- **Task**: For each statement, say yes or no to whether the project abstract supports it, and quote the words from the abstract that decide it. 1. The project built only a single-stage digester. 2. The pH monitoring system works in real time. 3. The digestate was found useful as a fertilizer.

- **Text under study**:
::::::::
Project Abstract
Sri Lanka faces two interlinked challenges: the urgent demand for renewable energy and the ecological damage caused by invasive aquatic species such as water hyacinth (Eichhornia crassipes). This project addresses both by developing and optimizing an anaerobic digestion system to convert water hyacinth into biogas and nutrient rich biofertilizer. The work included the design and fabrication of both single-stage and two-stage digesters, systematic analysis of feedstock particle size on biogas yield, and the integration of an IoT based real time pH monitoring system for precise process control. Experimental trials demonstrated that two-stage digestion, coupled with optimized particle size selection and pH management, achieved significantly higher methane yields and overall stability compared to conventional setups. In addition, the digestate proved valuable as an organic fertilizer, contributing to sustainable agriculture. This project represents how modern engineering can transform ecological threats into sustainable opportunities.
::::::::
- **Material provided**:
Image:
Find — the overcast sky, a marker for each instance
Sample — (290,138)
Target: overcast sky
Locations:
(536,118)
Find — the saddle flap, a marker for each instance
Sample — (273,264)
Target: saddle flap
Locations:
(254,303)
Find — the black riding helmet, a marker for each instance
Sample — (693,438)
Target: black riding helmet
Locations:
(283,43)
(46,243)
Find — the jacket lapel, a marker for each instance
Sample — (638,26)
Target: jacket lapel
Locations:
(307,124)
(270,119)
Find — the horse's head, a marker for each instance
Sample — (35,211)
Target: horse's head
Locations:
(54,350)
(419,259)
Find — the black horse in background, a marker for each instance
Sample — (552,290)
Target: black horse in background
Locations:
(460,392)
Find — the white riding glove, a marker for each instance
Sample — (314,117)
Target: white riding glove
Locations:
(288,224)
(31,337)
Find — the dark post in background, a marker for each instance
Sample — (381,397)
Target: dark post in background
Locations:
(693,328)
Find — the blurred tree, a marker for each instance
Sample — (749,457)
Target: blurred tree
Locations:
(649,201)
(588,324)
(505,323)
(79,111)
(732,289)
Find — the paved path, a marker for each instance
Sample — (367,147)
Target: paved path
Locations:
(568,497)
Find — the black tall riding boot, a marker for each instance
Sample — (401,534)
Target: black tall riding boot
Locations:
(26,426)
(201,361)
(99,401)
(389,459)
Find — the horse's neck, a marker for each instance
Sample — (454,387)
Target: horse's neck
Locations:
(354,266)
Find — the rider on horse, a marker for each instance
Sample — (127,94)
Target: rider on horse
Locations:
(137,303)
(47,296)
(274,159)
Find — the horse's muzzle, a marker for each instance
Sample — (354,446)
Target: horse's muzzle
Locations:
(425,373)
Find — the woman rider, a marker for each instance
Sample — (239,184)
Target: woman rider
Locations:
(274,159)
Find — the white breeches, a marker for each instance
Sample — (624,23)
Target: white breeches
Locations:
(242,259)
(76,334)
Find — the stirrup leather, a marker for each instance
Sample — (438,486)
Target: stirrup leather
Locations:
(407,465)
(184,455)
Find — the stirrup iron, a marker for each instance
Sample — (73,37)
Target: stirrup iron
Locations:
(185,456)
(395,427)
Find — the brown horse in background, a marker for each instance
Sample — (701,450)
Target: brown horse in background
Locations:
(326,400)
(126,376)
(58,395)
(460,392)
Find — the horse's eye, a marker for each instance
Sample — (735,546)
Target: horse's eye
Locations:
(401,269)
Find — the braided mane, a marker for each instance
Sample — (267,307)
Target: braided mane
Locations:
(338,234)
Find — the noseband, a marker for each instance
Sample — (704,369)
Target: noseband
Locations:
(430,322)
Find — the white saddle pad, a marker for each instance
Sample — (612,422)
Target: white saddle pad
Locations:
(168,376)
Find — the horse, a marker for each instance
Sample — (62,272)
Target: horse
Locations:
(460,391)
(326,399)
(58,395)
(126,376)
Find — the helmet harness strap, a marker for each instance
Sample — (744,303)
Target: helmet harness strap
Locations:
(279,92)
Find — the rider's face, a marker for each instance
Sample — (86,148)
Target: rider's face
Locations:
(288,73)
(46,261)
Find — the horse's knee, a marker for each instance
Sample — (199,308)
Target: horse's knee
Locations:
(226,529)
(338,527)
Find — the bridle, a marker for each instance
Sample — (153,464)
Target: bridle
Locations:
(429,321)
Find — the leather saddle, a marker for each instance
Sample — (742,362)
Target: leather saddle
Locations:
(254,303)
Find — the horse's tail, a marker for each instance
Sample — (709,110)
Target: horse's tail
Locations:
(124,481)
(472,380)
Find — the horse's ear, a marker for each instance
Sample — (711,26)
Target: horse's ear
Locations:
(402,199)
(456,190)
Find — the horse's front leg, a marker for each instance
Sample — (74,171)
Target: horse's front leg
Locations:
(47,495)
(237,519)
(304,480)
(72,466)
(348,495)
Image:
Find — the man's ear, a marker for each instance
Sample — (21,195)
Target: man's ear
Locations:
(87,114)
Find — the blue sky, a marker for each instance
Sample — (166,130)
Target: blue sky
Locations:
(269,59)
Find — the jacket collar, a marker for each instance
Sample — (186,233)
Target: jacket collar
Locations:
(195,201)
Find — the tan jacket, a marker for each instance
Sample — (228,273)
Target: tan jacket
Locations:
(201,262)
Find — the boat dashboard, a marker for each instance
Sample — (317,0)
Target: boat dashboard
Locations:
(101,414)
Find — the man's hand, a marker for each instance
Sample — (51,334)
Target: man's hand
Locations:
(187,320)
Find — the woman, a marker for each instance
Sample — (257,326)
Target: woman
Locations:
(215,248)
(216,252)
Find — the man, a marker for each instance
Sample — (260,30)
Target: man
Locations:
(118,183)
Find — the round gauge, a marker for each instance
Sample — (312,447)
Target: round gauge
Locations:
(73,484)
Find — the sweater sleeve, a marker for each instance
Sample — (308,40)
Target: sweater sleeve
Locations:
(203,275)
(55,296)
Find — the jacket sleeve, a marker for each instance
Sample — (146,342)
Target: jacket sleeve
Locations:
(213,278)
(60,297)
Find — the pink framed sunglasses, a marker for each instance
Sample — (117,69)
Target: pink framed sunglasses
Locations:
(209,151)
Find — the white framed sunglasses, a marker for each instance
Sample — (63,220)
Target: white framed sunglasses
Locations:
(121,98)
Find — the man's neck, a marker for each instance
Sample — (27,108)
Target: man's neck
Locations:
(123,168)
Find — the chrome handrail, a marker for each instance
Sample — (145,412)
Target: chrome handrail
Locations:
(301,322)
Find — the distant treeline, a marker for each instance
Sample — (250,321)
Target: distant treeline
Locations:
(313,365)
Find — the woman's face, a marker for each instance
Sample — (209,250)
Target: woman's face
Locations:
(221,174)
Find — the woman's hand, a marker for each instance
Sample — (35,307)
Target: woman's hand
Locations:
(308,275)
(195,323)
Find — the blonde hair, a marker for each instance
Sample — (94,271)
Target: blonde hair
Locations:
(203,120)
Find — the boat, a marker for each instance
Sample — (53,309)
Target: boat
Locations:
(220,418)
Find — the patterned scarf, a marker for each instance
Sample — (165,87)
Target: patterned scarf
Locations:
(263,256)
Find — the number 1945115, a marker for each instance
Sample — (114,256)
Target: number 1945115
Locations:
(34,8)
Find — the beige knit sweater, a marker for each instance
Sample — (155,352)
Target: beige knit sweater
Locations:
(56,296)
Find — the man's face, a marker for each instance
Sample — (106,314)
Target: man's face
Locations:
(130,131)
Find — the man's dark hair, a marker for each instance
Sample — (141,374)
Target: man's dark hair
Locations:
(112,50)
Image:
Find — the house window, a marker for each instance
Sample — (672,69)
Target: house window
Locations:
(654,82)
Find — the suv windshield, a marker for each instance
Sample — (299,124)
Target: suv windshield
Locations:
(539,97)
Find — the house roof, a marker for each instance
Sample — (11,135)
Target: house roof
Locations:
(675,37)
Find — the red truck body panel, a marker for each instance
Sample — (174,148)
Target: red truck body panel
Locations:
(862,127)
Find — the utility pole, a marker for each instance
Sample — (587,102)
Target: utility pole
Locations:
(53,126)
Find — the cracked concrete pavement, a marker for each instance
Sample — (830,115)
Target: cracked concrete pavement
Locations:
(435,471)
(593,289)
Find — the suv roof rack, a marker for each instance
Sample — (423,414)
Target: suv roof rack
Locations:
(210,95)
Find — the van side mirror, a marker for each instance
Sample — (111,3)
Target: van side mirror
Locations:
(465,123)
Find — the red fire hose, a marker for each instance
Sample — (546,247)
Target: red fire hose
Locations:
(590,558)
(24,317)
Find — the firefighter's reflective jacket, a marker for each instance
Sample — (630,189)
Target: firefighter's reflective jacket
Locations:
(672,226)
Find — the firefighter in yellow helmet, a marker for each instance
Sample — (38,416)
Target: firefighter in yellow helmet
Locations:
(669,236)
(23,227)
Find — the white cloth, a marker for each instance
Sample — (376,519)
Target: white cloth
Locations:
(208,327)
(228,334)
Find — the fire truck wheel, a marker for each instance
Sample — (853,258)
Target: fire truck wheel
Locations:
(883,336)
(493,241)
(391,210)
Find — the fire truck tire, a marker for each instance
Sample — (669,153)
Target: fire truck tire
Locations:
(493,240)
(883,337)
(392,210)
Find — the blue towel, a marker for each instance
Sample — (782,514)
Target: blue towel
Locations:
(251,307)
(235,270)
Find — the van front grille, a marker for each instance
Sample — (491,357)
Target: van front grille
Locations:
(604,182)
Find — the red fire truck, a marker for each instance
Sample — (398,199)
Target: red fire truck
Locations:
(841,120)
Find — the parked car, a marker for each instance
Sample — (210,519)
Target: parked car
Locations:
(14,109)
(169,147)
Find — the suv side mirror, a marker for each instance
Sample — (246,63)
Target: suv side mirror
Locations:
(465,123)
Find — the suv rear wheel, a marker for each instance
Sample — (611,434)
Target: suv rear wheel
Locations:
::::::::
- **Exercise response**:
1. No: "the design and fabrication of both single-stage and two-stage digesters"
2. Yes: "IoT based real time pH monitoring system"
3. Yes: "the digestate proved valuable as an organic fertilizer"